**Aim of the exercise**
Return the data that follows, keeping every word and mark unchanged.
START Given information
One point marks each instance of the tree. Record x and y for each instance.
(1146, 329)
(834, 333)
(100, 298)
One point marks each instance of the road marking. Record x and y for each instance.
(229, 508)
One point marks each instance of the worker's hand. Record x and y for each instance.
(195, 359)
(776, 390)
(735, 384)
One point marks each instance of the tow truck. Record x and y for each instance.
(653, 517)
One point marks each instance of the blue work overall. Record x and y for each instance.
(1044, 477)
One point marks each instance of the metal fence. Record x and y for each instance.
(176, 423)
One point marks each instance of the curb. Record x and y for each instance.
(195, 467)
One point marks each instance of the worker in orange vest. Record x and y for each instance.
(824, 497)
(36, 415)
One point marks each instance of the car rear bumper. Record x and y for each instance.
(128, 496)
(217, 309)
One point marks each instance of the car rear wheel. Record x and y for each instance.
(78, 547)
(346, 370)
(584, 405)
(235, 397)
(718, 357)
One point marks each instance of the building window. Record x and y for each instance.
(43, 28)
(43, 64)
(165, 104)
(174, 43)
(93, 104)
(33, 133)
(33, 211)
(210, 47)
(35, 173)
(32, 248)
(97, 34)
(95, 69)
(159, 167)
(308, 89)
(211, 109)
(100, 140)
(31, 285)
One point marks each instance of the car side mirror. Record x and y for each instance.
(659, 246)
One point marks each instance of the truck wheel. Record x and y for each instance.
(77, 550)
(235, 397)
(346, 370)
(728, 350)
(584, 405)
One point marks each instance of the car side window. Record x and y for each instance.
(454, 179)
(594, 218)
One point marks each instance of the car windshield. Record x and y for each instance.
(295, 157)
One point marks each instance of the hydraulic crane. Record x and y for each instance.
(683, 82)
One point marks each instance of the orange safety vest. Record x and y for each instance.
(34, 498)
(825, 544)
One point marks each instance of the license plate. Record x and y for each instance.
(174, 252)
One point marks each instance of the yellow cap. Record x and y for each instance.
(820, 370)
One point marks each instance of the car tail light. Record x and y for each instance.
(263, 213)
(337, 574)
END Given information
**Answer to the exercise**
One point marks each instance of the tree. Record x and y for each instance.
(1146, 329)
(834, 333)
(100, 298)
One point marks each instance of the road marking. Record x and y for each instance.
(229, 508)
One point marks each instance of the worker's hand. Record x and y for each instance.
(195, 359)
(776, 390)
(735, 384)
One point marks each instance of the tow truck. Record x and y for each instance.
(653, 517)
One point marks each instance of the blue work overall. Record x and y for each instance.
(1044, 477)
One point marks each instance of the metal fence. Record x and y for each instance.
(176, 423)
One point marks each instance of the curb. Record x and y for each instance.
(195, 467)
One point marks each instance of the worker in orange vest. Record x and y for each instance.
(824, 497)
(36, 415)
One point marks each instance of the car rear bumper. Record x and y for each instance.
(128, 496)
(217, 309)
One point marks each instance of the car rear wheel. Record x and y for each instance.
(78, 547)
(346, 370)
(584, 405)
(235, 397)
(718, 357)
One point marks each instance of the building window. Record x and y for each instance.
(43, 28)
(43, 64)
(165, 104)
(174, 43)
(93, 104)
(33, 133)
(33, 211)
(210, 47)
(35, 173)
(32, 248)
(97, 34)
(95, 69)
(159, 167)
(308, 89)
(211, 109)
(100, 140)
(31, 285)
One point marks each instance of the car side mirror. Record x and y for each instance.
(659, 246)
One point marks each instance of the truck wheel. Record x and y for each instance.
(77, 550)
(235, 397)
(346, 370)
(728, 350)
(584, 405)
One point marks each instance of the car side window. Record x and y for each instance.
(454, 179)
(594, 218)
One point marks each instance of the car windshield. Record x and y for each instance.
(295, 157)
One point marks each instance of the hydraulic crane. Record x and y for each instance.
(683, 82)
One point marks each instance of the orange safety vest. Record x and y for each instance.
(34, 498)
(825, 544)
One point marks each instance of the license plate. Record x and y for each instance.
(174, 252)
One point marks each instance of the yellow cap. Record x and y for each instance.
(820, 370)
One point marks each instance of the car tail light. Record x and y for each instance.
(263, 213)
(337, 574)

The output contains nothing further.